Sprache ist in der ila ein häufiges Diskussionsthema: Wie drücken wir etwas aus, um es möglichst exakt zu fassen, welche Begriffe benutzen wir für neue Phänomene, welche Schreibweisen verwenden wir, wenn wir vermeiden wollen, Menschen auszugrenzen oder zu verletzen, wie vertragen sich veränderte Schreibvereinbarungen mit unserem Sprachgefühl und dem unserer Leser*innen?
Warum diese Überlegungen am Anfang des Editorials einer Ausgabe, in der es um religiöse Entwicklungen in Lateinamerika geht? Nun, weil wir selten so viel um Sprache und Begrifflichkeiten gerungen haben wie in dieser Ausgabe. Uns mit dem anscheinend unaufhaltsamen Aufstieg der „evangelikalen“ Kirchen in Lateinamerika und deren wachsendem Einfluss zu beschäftigen war zunächst eine politische Entscheidung. Doch bereits bei der Suche nach und der Korrespondenz mit potenziellen Autor*innen bekam das Ganze auch eine sprachliche Dimension. In Lateinamerika werden diese Kirchen und ihre Mitglieder gemeinhin als evangélicos bezeichnet. Doch unter „evangelisch“ versteht man in Deutschland in erster Linie, wenn auch nicht ausschließlich, die protestantischen Großkirchen. Die Autor*innen in dieser Ausgabe verwenden vorwiegend die Begriffe pfingstlerisch, (neo-)pentekostal oder evangelikal. Interessanterweise wird der letzte Begriff mit dem Bezug auf das Evangelium vor allem von den Autor*innen verwendet, die keinen theologischen Hintergrund haben und insgesamt religionsfern sind (das gilt auch für die Mehrheit der ila-Redaktion, aber wiederum nicht die ganze).

**Angezeigte Angaben**
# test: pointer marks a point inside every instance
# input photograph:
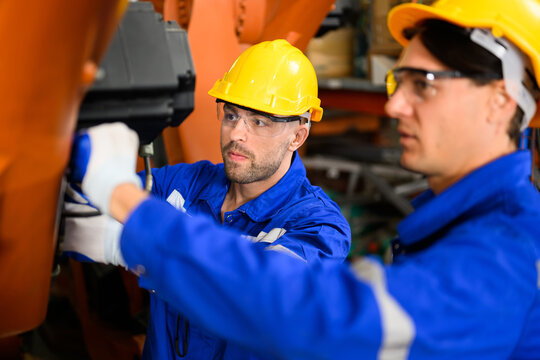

**Pflichtaufgaben**
• 1. Mit welchem Begriff werden die Kirchen und ihre Mitglieder laut dem Editorial zu den evangelikalen Kirchen in Lateinamerika gemeinhin bezeichnet?
• 2. Setze das Editorial zu den evangelikalen Kirchen im Anschluss an seinen letzten Satz fort.
Die Liste stammt aus einer anderen Quelle als das Editorial zu den evangelikalen Kirchen.

**Lösungen**
• 1. Sie werden dort gemeinhin als evangélicos bezeichnet.

• 2.
Doch der sprachlichen Unsicherheiten damit nicht genug. Ist es angemessen, Begriffe zu gendern, wenn man über Leute schreibt, die Geschlechtergerechtigkeit bekämpfen und überall die Existenz einer die Grundfesten der christlichen Familie bedrohenden „Genderideologie“ am Werk sehen? Oder die Anregung einer Autorin, für diese eine Ausgabe wieder zu dem fast 20 Jahre in der ila verwendeten großen Binnen-I zurückzukehren, um auszudrücken, dass Frauen und Männer gemeint sind. Davon waren wir vor vier Jahren anlässlich unseres Schwerpunkts über LGBTQI-Bewegung in Lateinamerika abgerückt. Queere Aktivist*innen hatten uns darauf hingewiesen, dass das Binnen-I eine harte Dichotomie ausdrücke, hier weiblich, dort männlich. Es gebe aber Personen, die sich nicht als eindeutig männlich oder weiblich sehen, deswegen sei das Sternchen adäquater. Aber für die meisten Evangelikalen gibt es nur eindeutig männlich oder weiblich (was mittlerweile in gendersensibler Sprache cis-männlich oder cis-weiblich genannt würde).
Oder die Frage, wie man das erste Buch der Bibel bezeichnet; einige Autor*innen benutzten den Begriff „Altes Testament“, mit dem auch eine sehr lange Tradition christlichen Antijudaismus‘ transportiert wird. Evangelikale meinen zwar in der Regel, sie seien davon frei, aber wer beansprucht, nun „das neue Israel“ zu sein, wird von Jüdinnen und Juden wohl zu Recht des Antijudaismus geziehen werden können. Antisemitismus dagegen ist bei Evangelikalen tatsächlich selten anzutreffen, Rassismus und religiöse Intoleranz aber sehr wohl, die sich aber vor allem gegen den Islam und speziell in Brasilien auch gegen die afroamerikanischen Religionen richten. Es gibt aber durchaus auch schwarze Evangelikale, die beides praktizieren.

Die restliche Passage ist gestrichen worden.